#### [TEXT PASSAGE]
=-=-=-=-=

The only family with failures was phoenix-liveview (16 failures out
of 135).

This meant that for 6 of 7 families, a skill-guided variant could
improve by at most ~5-8% over a model that already aces the tests.
The scorers couldn't discriminate.

---

### Phase 3: "Are We Not Testing If the Code Actually Works?"

Matt asked the question directly: "So are we not testing if the code
actually works????"

No. None of it. Every single score across all 874 challenges and all
7 seed runs was purely string pattern matching. `must_contain` checks
if a string appears in the output file. A file containing
`field :price, :decimal` in a comment scores the same as a working
module. Code with syntax errors passes if it contains the right
keywords.

This was the moment the session pivoted from "ship more runs" to
"fix the fundamental evaluation problem."

---

### Phase 4: The Deep Dive — 3 Challenges, 6 Sources, 4 Levels

We picked the 3 hardest Phoenix LiveView challenges (hard-07 at
0.109, medium-12 at 0.292, hard-06 at 0.292) and generated outputs
from 6 different sources:

1. Sonnet raw (no skill)
2. Opus raw (no skill)
3. Sonnet + v1 seed skill
4. Sonnet + v2 spawn skill
5. Opus + v1 seed skill
6. Opus + v2 spawn skill

Then scored each through increasingly rigorous levels:

**Level 0 — String matching (current scorer):** 5 of 6 sources scored
identically at 0.636 on hard-07. Useless for ranking.

=-=-=-=-=

#### [STATED TASK 1]
Count the lines of the listing that contain the string "uniform", treating case as significant. Give only the number.
The evaluation write-up has no connection to the listing.

=-=-=-=-=

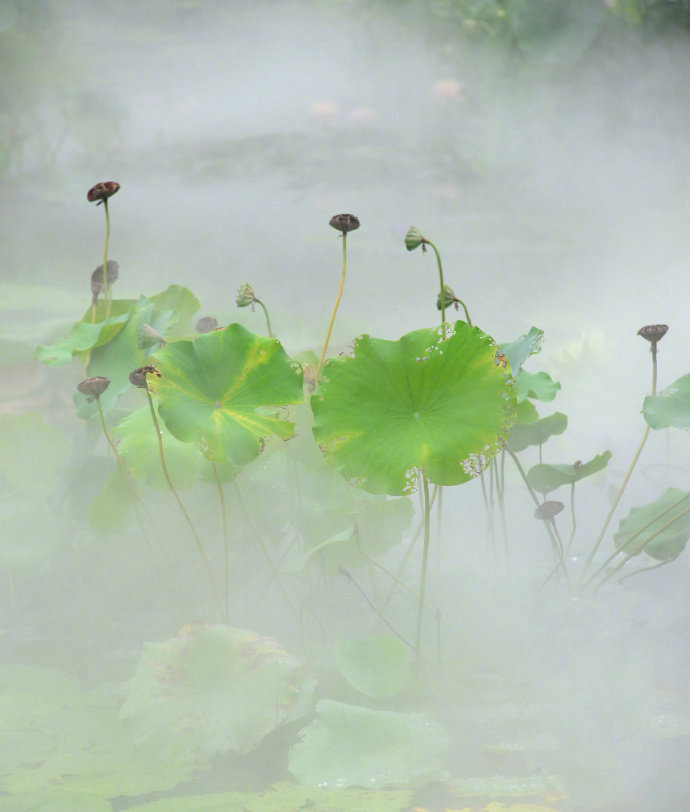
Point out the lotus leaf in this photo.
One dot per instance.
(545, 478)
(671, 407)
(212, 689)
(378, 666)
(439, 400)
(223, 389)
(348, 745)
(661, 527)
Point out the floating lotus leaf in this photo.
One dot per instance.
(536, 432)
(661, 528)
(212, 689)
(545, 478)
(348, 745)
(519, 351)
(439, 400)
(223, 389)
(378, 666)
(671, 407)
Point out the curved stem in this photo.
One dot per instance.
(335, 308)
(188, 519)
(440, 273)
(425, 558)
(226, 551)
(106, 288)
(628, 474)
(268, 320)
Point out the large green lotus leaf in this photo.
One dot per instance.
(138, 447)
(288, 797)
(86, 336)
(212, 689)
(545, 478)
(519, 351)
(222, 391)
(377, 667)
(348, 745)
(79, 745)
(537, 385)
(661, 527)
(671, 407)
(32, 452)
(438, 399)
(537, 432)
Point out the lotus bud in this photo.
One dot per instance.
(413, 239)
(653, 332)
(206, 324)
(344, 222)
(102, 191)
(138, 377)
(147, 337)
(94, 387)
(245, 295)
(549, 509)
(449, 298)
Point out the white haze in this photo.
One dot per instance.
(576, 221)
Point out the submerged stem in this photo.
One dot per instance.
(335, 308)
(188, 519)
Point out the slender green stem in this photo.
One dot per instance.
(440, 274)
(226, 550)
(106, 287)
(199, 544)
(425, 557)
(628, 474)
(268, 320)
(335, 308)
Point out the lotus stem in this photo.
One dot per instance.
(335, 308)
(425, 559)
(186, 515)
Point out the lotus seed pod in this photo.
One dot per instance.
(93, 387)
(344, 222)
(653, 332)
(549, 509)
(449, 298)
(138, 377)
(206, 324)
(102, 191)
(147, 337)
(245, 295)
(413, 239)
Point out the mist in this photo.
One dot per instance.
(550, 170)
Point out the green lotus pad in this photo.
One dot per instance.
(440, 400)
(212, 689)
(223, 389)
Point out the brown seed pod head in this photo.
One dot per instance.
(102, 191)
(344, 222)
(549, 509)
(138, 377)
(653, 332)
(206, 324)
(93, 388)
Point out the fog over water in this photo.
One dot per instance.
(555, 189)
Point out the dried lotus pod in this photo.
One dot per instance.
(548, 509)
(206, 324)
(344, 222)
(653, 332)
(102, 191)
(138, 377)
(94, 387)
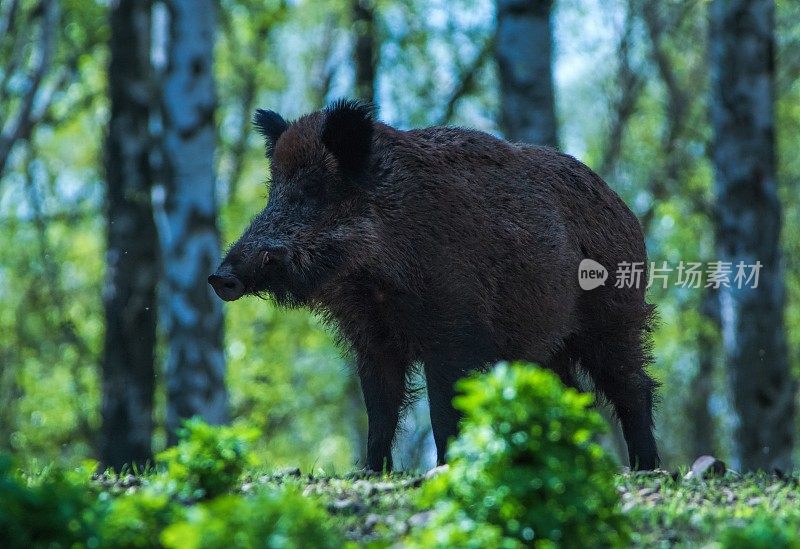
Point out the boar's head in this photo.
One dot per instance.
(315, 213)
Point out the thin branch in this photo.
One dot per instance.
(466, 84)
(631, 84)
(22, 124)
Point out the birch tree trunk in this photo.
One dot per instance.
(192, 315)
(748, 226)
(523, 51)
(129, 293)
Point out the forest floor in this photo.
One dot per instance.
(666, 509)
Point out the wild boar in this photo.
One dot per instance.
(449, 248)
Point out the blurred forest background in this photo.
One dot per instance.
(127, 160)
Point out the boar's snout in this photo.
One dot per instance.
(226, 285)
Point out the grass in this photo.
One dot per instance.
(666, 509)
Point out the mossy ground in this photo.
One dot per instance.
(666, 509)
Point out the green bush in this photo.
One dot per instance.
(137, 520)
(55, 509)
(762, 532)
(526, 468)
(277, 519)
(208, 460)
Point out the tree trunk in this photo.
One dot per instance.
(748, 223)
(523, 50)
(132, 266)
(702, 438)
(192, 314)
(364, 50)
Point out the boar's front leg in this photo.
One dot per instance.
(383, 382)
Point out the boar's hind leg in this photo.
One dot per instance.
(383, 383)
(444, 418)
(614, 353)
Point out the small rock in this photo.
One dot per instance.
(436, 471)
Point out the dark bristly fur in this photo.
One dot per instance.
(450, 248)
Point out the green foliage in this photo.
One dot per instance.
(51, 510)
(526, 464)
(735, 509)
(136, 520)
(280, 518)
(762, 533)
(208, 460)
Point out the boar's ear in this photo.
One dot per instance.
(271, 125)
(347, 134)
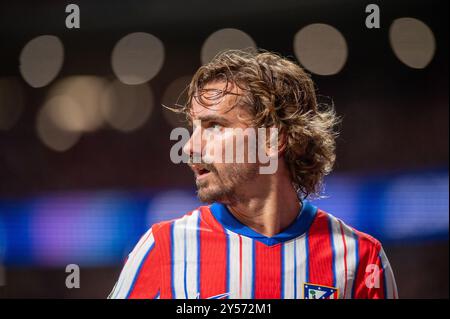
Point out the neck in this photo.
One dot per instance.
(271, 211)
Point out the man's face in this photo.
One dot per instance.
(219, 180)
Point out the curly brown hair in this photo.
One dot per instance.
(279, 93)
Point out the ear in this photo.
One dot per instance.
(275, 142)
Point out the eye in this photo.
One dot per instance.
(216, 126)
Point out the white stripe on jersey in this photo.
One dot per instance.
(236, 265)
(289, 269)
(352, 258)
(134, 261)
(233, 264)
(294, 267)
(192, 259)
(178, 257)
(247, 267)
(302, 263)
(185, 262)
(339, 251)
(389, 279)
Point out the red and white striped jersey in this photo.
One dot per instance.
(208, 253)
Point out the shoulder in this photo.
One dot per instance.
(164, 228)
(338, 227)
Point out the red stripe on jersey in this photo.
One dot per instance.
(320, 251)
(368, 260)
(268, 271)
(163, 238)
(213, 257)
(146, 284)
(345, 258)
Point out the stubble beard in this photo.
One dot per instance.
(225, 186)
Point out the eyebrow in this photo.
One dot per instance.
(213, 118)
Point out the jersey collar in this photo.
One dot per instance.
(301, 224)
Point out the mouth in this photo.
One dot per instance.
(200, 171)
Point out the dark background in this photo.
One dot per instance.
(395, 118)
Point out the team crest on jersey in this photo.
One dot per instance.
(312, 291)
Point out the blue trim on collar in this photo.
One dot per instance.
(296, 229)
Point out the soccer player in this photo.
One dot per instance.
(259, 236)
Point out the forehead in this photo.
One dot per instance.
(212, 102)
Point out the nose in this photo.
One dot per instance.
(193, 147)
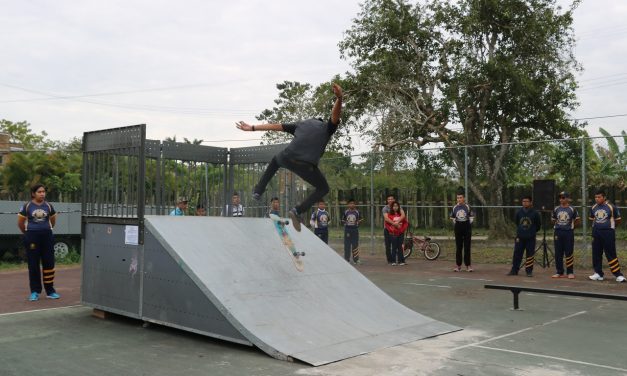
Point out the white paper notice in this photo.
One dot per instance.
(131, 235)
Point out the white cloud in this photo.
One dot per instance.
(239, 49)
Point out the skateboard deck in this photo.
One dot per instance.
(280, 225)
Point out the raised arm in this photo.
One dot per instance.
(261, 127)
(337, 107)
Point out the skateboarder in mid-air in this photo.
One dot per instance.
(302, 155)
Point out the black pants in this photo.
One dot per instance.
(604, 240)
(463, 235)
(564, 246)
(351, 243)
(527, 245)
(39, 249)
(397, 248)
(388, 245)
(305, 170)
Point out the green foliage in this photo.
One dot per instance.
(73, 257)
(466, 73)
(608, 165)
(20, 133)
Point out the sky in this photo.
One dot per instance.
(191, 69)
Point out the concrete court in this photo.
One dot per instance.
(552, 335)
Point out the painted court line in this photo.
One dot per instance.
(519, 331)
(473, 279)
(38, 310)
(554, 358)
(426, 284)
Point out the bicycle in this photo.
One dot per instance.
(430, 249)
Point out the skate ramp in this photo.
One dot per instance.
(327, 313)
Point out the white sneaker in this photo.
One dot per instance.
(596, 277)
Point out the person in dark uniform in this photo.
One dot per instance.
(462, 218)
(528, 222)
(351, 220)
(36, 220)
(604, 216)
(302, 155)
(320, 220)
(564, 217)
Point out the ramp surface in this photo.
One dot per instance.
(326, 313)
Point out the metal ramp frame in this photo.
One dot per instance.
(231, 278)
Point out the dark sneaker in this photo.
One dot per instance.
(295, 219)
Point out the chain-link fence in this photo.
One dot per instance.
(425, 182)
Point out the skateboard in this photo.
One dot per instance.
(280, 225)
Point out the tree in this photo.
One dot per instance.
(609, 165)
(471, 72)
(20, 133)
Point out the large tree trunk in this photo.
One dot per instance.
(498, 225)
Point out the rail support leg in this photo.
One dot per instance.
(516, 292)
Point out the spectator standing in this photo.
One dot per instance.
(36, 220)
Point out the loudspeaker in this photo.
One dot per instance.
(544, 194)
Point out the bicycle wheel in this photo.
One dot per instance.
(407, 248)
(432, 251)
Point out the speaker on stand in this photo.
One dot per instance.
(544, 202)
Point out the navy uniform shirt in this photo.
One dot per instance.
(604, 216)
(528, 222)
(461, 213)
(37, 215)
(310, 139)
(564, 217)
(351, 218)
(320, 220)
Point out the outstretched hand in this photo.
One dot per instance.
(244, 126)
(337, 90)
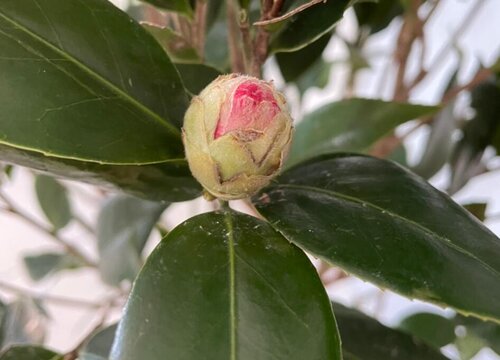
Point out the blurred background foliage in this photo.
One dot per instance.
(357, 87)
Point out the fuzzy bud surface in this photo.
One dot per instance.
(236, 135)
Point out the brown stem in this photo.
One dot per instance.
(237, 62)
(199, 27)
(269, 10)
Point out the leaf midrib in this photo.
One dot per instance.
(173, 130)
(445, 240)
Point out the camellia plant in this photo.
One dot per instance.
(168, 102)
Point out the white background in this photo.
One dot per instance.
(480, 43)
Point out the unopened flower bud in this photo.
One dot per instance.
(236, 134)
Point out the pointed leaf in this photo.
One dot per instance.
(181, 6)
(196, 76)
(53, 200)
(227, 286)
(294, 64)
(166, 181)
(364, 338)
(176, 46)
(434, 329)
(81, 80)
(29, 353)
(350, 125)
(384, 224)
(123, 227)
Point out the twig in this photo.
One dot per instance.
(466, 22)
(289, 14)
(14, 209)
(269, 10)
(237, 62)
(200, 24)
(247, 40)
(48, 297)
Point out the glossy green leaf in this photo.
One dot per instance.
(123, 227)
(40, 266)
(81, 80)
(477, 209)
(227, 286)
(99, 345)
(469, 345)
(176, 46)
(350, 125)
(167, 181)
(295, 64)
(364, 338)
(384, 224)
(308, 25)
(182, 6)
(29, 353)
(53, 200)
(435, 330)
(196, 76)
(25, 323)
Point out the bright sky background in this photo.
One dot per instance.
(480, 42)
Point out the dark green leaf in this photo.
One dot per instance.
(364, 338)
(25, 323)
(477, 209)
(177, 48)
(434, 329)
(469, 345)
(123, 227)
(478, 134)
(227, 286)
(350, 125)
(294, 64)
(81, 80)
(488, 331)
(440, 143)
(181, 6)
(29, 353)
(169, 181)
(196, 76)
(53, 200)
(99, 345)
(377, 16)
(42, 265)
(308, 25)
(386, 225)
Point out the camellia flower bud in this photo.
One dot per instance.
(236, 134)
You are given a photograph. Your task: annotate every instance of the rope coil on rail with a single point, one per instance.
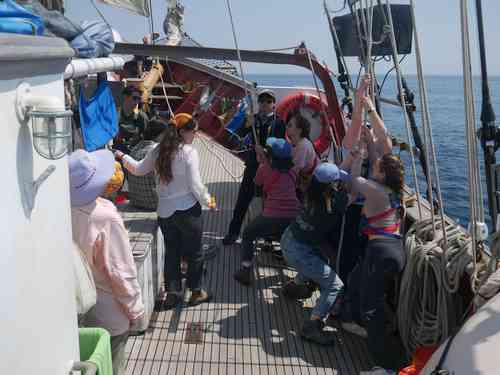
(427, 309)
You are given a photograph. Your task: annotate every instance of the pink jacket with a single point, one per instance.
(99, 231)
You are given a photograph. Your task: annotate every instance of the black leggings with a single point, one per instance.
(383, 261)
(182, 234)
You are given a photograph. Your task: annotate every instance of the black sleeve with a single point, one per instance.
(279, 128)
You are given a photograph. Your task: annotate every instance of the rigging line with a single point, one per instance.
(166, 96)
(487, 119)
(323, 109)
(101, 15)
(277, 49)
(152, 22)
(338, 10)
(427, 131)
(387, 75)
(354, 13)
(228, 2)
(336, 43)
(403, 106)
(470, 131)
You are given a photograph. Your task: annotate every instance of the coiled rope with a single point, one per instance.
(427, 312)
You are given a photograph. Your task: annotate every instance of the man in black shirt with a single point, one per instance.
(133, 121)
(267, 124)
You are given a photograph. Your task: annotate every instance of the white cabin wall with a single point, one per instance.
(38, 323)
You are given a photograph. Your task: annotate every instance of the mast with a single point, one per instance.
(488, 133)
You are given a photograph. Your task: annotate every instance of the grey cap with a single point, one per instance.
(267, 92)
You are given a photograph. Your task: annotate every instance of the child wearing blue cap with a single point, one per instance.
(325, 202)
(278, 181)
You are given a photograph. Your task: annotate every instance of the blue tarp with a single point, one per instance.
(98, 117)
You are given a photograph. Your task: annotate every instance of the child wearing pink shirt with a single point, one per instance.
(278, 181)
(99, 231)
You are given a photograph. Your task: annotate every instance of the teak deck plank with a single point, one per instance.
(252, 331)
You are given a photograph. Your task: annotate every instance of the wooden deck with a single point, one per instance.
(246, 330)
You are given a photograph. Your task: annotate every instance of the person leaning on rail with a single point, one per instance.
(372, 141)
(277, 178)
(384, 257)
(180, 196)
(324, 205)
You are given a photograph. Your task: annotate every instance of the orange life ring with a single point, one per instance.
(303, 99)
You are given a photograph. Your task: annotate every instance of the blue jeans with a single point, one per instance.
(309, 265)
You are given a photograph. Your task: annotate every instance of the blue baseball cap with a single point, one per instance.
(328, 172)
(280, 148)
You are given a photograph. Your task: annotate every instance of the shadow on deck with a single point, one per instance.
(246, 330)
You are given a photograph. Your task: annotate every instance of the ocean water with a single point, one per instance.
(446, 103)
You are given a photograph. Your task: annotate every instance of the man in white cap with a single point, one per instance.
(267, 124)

=-=-=-=-=

#### [STATED TASK 2]
Rewrite the evaluation write-up, starting with "3. Sonnet +" and going on through "Useless for ranking.", switching "spawn skill" to "evolved skill" wherever it occurs.

#### [FINAL RESULT 1]
2

#### [FINAL RESULT 2]
3. Sonnet + v1 seed skill
4. Sonnet + v2 evolved skill
5. Opus + v1 seed skill
6. Opus + v2 evolved skill

Then scored each through increasingly rigorous levels:

**Level 0 — String matching (current scorer):** 5 of 6 sources scored
identically at 0.636 on hard-07. Useless for ranking.